#### DATA SHOWN
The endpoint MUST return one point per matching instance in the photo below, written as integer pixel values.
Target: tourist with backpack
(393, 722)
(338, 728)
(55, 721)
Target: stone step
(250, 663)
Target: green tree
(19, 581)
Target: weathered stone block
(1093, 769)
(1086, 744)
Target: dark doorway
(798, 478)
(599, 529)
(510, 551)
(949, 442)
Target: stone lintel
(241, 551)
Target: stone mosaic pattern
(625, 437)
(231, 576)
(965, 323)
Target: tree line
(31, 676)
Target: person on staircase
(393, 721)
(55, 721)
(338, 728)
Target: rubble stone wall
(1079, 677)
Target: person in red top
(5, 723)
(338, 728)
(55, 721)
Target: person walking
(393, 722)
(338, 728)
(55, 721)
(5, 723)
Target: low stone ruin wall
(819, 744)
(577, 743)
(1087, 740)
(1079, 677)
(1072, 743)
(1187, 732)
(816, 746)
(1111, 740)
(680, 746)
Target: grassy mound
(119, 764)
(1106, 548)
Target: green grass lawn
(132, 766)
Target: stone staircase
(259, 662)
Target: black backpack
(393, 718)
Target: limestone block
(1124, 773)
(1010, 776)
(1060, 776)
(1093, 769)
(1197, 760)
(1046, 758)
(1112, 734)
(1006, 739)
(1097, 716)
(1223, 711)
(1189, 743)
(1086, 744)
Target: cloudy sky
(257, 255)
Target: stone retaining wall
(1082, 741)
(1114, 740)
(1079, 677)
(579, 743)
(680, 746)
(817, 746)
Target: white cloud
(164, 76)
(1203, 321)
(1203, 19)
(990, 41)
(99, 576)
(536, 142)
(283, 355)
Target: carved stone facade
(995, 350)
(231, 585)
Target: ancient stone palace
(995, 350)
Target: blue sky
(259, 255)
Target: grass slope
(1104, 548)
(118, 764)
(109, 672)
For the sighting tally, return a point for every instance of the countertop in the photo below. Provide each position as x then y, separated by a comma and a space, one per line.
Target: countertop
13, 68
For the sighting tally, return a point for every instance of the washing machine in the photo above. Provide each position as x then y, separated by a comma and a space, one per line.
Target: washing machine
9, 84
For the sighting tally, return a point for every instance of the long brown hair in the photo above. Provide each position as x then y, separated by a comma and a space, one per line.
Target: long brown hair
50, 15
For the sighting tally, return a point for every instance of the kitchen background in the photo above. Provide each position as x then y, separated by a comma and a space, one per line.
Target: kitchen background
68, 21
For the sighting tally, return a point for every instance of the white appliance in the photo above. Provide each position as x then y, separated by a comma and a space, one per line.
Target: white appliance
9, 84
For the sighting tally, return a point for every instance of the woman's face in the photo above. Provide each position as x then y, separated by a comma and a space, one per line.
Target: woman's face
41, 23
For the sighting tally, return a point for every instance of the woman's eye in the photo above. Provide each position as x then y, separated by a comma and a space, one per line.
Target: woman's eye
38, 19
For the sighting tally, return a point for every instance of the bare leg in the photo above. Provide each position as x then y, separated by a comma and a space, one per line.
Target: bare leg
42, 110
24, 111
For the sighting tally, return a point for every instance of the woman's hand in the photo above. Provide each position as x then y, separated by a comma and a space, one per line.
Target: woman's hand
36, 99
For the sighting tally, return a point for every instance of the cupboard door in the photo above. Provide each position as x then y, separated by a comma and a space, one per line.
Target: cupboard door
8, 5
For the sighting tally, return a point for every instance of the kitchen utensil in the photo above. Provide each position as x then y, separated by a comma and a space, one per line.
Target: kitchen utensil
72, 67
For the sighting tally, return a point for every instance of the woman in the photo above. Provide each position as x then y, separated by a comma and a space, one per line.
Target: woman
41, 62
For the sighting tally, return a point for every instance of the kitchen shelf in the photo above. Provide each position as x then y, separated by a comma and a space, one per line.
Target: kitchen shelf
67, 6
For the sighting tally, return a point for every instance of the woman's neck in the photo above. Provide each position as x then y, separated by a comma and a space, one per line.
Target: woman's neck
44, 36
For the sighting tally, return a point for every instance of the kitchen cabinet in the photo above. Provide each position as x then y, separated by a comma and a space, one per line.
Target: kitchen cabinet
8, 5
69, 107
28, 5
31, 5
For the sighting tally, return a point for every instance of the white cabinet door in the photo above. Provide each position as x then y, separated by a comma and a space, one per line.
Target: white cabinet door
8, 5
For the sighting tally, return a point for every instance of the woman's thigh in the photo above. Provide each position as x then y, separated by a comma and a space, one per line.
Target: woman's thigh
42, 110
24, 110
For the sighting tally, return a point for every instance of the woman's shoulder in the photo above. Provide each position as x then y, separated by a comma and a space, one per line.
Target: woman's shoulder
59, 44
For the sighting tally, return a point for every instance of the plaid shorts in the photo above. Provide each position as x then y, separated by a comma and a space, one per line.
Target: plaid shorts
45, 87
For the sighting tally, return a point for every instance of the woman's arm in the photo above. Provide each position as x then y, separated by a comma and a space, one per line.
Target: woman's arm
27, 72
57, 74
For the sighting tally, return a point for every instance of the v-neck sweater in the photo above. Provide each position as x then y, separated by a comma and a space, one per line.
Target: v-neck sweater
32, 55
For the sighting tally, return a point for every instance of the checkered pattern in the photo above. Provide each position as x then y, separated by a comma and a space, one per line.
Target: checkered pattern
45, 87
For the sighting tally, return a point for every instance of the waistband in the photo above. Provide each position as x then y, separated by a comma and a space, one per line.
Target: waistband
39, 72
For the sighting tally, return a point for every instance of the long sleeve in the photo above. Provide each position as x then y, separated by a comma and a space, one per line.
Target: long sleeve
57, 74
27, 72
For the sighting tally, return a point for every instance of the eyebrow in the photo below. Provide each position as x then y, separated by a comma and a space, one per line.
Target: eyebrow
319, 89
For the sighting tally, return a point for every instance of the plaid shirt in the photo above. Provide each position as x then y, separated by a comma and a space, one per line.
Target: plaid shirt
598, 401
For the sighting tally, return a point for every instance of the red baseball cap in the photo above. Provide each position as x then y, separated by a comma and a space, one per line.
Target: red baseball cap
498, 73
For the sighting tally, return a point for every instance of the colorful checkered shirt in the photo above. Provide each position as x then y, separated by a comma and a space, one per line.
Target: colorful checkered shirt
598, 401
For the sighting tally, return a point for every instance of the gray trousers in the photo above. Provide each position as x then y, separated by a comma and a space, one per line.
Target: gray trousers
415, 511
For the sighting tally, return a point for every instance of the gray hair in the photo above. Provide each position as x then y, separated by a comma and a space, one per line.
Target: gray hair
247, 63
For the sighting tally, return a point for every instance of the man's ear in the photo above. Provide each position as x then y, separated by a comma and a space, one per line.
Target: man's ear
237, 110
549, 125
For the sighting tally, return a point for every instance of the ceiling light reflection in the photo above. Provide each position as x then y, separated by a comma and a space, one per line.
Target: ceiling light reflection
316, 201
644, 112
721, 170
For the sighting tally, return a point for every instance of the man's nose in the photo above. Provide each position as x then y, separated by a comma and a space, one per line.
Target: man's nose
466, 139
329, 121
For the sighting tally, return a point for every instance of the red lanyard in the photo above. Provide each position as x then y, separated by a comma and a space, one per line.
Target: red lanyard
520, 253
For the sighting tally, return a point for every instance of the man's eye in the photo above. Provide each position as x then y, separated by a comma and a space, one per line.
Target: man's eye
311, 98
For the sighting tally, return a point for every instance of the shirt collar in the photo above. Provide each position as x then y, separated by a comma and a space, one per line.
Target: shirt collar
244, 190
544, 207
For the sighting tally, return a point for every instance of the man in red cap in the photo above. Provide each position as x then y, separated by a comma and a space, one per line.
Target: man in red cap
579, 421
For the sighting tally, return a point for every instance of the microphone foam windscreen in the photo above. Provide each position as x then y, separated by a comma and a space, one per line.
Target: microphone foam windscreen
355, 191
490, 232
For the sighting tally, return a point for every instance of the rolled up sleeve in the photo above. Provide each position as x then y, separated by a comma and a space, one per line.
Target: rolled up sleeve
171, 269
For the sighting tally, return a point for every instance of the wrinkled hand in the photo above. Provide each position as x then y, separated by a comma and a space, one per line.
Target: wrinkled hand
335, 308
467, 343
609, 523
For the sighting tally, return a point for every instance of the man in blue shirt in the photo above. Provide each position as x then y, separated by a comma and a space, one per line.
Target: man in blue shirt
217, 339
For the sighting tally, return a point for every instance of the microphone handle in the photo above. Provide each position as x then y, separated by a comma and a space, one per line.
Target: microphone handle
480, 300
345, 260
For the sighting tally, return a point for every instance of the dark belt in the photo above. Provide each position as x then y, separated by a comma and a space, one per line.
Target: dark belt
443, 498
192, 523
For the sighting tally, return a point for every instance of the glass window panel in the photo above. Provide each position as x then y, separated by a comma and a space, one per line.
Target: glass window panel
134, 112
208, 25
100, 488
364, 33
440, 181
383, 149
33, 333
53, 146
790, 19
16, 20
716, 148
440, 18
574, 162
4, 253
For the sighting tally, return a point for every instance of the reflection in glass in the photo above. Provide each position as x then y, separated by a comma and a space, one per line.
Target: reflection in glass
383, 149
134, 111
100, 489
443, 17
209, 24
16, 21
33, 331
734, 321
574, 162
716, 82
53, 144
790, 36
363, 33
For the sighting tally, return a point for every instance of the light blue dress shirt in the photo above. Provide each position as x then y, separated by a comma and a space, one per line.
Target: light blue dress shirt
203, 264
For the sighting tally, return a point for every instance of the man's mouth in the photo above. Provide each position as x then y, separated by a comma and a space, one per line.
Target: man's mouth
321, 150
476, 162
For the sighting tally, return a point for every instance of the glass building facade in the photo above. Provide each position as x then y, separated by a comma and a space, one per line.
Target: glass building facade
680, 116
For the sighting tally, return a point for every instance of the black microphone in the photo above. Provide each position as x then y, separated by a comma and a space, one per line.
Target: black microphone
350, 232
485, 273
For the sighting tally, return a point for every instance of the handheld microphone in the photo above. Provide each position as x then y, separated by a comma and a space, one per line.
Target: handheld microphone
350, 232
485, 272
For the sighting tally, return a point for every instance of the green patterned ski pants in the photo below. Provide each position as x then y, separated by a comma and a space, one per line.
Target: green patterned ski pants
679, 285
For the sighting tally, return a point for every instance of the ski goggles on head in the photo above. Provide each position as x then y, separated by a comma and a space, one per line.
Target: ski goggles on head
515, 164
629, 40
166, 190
########
■ WRITTEN EXERCISE
All lines from the one that contains "of the green" through the end of the material are to be quoted exactly, with both ends included.

■ FULL RESPONSE
For the sighting tally, return a point for every instance of the green patterned ski pants in the photo below. Provide each position as x then y, separated by a comma and a space, one per line.
Target: green patterned ski pants
679, 285
For the sighting tally, return a point for every instance of the ski goggles on head in the photo above. Provide each position as x then y, separated by a comma and a space, one per line.
Target: ski goggles on head
515, 164
629, 40
166, 190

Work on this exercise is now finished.